Rewrite the records below, swapping "parsley garnish" for "basil leaf" and leaving everything else unchanged.
* BEGIN *
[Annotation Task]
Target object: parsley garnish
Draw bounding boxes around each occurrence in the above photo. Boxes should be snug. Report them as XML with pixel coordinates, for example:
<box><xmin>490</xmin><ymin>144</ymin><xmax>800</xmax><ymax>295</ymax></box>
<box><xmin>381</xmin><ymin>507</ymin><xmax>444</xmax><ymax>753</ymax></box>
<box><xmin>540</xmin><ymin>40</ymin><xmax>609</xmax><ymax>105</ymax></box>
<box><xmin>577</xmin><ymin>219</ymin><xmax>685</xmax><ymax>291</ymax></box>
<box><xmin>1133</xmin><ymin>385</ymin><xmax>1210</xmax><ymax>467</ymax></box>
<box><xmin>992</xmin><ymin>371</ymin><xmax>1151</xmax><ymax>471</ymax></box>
* END *
- **Task answer**
[Annotation Task]
Target object: basil leaf
Draw bounding boxes around each occurrence in the above photo. Boxes should be snug. Report them as XML with pixel coordinates, for example:
<box><xmin>490</xmin><ymin>144</ymin><xmax>800</xmax><ymax>295</ymax></box>
<box><xmin>381</xmin><ymin>507</ymin><xmax>444</xmax><ymax>753</ymax></box>
<box><xmin>540</xmin><ymin>40</ymin><xmax>609</xmax><ymax>105</ymax></box>
<box><xmin>577</xmin><ymin>219</ymin><xmax>685</xmax><ymax>291</ymax></box>
<box><xmin>1133</xmin><ymin>385</ymin><xmax>1210</xmax><ymax>467</ymax></box>
<box><xmin>992</xmin><ymin>371</ymin><xmax>1151</xmax><ymax>471</ymax></box>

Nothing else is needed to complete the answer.